• **About this task**:
Each entry below is to be written out exactly, and the pictures are to be left out.

• **Source material**:

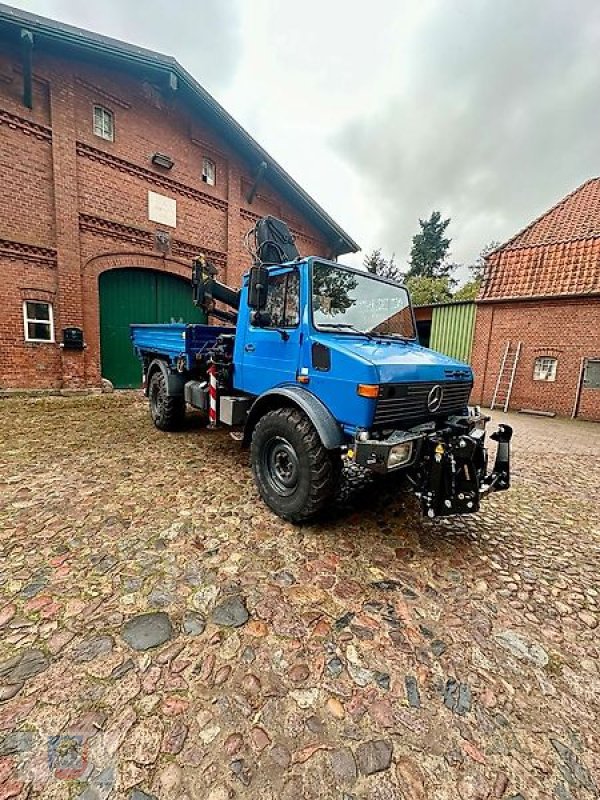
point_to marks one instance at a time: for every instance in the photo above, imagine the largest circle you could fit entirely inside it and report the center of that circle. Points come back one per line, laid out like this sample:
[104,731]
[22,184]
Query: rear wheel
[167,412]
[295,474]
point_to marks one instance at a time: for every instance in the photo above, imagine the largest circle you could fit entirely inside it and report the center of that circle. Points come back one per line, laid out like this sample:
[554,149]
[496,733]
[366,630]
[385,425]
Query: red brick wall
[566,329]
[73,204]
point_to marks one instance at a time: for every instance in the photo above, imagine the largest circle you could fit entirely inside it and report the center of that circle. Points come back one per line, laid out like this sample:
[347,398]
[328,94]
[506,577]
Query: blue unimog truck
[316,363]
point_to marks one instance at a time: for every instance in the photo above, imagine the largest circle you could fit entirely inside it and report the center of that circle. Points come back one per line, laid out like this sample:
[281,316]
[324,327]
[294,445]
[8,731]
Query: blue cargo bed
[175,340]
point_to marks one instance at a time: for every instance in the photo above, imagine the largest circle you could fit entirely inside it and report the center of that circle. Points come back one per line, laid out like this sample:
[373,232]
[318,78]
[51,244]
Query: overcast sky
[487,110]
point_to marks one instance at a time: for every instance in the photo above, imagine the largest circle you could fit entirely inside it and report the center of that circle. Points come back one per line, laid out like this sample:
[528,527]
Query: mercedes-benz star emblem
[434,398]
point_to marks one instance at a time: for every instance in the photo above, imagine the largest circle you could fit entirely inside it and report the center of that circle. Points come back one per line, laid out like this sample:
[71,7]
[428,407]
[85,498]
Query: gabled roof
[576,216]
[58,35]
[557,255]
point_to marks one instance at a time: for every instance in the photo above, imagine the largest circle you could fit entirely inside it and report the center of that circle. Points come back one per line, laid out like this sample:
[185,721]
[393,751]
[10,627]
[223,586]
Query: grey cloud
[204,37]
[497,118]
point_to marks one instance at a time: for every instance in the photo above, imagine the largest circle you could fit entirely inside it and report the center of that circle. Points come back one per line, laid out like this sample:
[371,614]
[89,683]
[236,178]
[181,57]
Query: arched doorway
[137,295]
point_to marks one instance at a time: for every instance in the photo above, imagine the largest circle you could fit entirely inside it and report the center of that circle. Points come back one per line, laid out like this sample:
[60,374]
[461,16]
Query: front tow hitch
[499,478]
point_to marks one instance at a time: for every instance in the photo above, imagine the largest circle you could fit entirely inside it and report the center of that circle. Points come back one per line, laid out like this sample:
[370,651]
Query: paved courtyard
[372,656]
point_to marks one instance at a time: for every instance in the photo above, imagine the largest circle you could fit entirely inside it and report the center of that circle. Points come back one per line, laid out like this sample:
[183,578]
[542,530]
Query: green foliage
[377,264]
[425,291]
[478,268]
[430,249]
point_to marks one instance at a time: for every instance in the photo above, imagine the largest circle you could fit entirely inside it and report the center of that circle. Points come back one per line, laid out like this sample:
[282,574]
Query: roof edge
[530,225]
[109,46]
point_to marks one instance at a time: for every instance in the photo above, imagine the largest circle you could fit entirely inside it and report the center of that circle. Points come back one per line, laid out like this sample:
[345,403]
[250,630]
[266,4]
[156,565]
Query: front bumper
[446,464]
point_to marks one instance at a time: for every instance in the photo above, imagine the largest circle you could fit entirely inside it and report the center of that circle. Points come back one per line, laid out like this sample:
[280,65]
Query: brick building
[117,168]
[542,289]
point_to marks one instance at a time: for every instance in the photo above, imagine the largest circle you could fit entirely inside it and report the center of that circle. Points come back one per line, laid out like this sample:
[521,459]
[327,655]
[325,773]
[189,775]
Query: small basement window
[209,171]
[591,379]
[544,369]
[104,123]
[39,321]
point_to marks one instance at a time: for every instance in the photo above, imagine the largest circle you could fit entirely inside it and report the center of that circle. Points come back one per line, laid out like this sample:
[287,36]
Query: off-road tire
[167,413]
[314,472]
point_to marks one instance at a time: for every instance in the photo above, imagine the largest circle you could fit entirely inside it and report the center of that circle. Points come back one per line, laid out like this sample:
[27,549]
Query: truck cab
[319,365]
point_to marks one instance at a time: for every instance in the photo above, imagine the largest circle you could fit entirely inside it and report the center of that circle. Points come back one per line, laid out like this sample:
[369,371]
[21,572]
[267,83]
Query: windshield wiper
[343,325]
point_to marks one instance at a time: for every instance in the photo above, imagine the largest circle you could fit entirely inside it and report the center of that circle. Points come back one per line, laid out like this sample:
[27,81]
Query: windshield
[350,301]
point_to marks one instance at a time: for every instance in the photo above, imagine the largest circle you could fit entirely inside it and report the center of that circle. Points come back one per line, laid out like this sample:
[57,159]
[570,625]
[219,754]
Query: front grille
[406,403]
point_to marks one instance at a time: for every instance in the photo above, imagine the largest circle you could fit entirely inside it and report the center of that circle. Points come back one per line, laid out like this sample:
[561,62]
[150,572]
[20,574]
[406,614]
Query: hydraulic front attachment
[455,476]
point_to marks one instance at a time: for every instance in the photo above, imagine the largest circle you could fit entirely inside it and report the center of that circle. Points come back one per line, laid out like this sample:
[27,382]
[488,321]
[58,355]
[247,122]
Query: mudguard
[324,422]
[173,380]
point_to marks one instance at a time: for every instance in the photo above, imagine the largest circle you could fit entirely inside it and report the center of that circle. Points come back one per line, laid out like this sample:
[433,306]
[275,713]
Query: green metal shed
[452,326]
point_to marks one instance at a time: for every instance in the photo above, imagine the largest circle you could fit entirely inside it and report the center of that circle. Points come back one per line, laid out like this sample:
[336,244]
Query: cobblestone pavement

• **Output for this task**:
point_to marks one instance at a time: for every instance in the photo above, imagine the largest circle you could fit entirely inside it and report the center of that circle. Points come back one per line, laid out like this sample:
[104,731]
[22,184]
Query: rear wheel
[167,412]
[295,474]
point_to marks one instance at a time: for every instance in the photo above, imagine the largest circle you could fit entirely inside it and report the center of that circle. Points come back one per line, laid out like this sample:
[554,149]
[496,733]
[366,630]
[385,425]
Query: red brick wall
[566,329]
[73,204]
point_to marks one instance at a time: for every instance in the photo above, imagine the largest circle you could fit entirely inside it and report the center of that circle. Points come back one per line, laid out like this sample:
[347,398]
[328,94]
[506,577]
Query: blue unimog truck
[316,363]
point_to marks one instance at a time: for every instance in the photo above, imagine the largest circle you could fit entirely inside it and report the center of that circle. Points come back one per line, laid out like this sample:
[281,316]
[324,327]
[294,445]
[8,731]
Query: blue cargo bed
[175,340]
point_to marks one instance at a time: for every instance in the photo above, imagine the largest circle you could fit entirely inside it and report the center of that circle. Points come back one per line, laid out like this sample:
[373,232]
[318,78]
[51,244]
Query: overcast sky
[487,110]
point_to marks one instance at a time: for every instance in the photo above, imagine the largest circle you could fit entirely inside it and report the center of that circle. Points come back one per line, laid out like this sample:
[528,527]
Query: mercedes-benz star emblem
[434,398]
point_to marks one instance at a time: for every instance in the photo above, imagine the largest circle you could fit entirely inside it and report the center of that circle. Points come back one per line, laid out like this sample:
[71,7]
[428,407]
[85,498]
Query: gabled roof
[576,216]
[58,35]
[557,255]
point_to marks one instance at a time: for every instance in the photo above, imagine the largest circle you could fit entirely inside it and report the center of that circle. Points come back one per line, laid out like this sample:
[185,721]
[393,751]
[10,627]
[223,586]
Query: grey cloud
[204,37]
[497,118]
point_to marks one instance at a time: for every instance in the photo above, imagine the largest circle you could fit entirely inside it and report the center of that circle. Points come back one per line, laid out like this sample:
[371,614]
[89,683]
[236,178]
[181,57]
Query: arched doorway
[137,295]
point_to marks one instance at a time: for every instance in the photo above, imagine the largest circle you could fit entirely inside it and report the center of that circle. Points come back one per line, laid out like this sample:
[60,374]
[461,16]
Query: front tow hitch
[499,478]
point_to marks one instance at a time: for every instance in the photo above, imagine the largest circle you could fit entirely inside it and report the center of that circle. Points come back one per line, laid out like this sample:
[370,651]
Query: paved courtyard
[372,656]
point_to marks one instance at a time: for every instance in the photo above, imagine the largest circle you could fit entirely inside it and report the center of that circle. Points come back one per line, laid out like this sample:
[183,578]
[542,530]
Query: green foliage
[377,264]
[425,291]
[478,268]
[430,249]
point_to marks one instance at a time: for every instance in the photo above, imagine the largest circle you could fit entirely inside it and report the center of that circle. Points come back one per line, laid out like this sample:
[282,574]
Query: roof edge
[530,225]
[109,46]
point_to marks one instance at a time: for every instance in the photo above, imagine the largest circle you could fit entirely inside it and report the center of that circle. Points come back one per line, laid out like this sample:
[345,403]
[250,630]
[266,4]
[156,565]
Query: front bumper
[446,464]
point_to marks one instance at a time: for every instance in the photo above, imagine the largest circle you could fit entirely inside it and report the center of that circle. Points come back one per line, laid out like this sample:
[280,65]
Query: brick building
[117,168]
[542,289]
point_to marks one instance at a time: for every instance in the photo above, imagine the largest circle you could fit entirely inside it and report the center of that circle. Points come back one per line, laid out like this sample:
[521,459]
[327,655]
[325,773]
[189,775]
Query: small basement window
[209,171]
[591,379]
[544,369]
[104,123]
[39,321]
point_to marks one instance at a time: for every instance in the photo above, imagine the largest circle you could fit entirely inside it and report the center of that circle. Points come back one per line, laid out like this sample:
[287,36]
Query: off-road tire
[167,413]
[314,472]
point_to marks one instance at a time: for every instance in the photo above, imagine the largest circle you could fit entirely inside it and report the center of that circle. Points come back one per line, laid out like this sample:
[27,549]
Query: truck cab
[319,365]
point_to marks one instance at a time: for every instance in the photo above, imagine the largest circle you could fit entirely inside it and report the center of that circle. Points come back one per line, laid out like this sample:
[369,371]
[21,572]
[267,83]
Query: windshield wiper
[343,325]
point_to marks one instance at a time: for every instance in the photo above, imagine the largest circle you could fit entirely inside it and report the center of that circle. Points come back one per line, laid out like this sample:
[27,81]
Query: windshield
[350,301]
point_to marks one instance at a time: for every instance in the photo above, imagine the largest circle you could fit entirely inside it and report the center of that circle. Points come back one per line, laid out like this sample:
[57,159]
[570,625]
[219,754]
Query: front grille
[406,403]
point_to marks one instance at a time: for every instance in the photo above, imagine the largest circle you could fit entirely inside it and report the center of that circle. Points come back one per line, laid out like this sample:
[561,62]
[150,572]
[20,574]
[406,614]
Query: hydraulic front attachment
[455,476]
point_to marks one instance at a time: for every instance in the photo above, imagine the largest circle you could fit entirely inside it and report the center of that circle. Points come back one per line, laid out like this sample:
[27,382]
[488,321]
[58,355]
[247,122]
Query: mudguard
[324,422]
[173,380]
point_to marks one instance at a time: for every instance in the photo above, imagine the largest circle you could fit entirely inside it and report the center of that circle. Points come back one per line, laid out like this sample:
[433,306]
[275,713]
Query: green metal shed
[452,326]
point_to marks one instance at a time: for every instance in the photo above, imagine the largest circle you could fit entirely inside it and report the center of that circle. Points come back one per line, laid out like this sample:
[336,244]
Query: cobblestone pavement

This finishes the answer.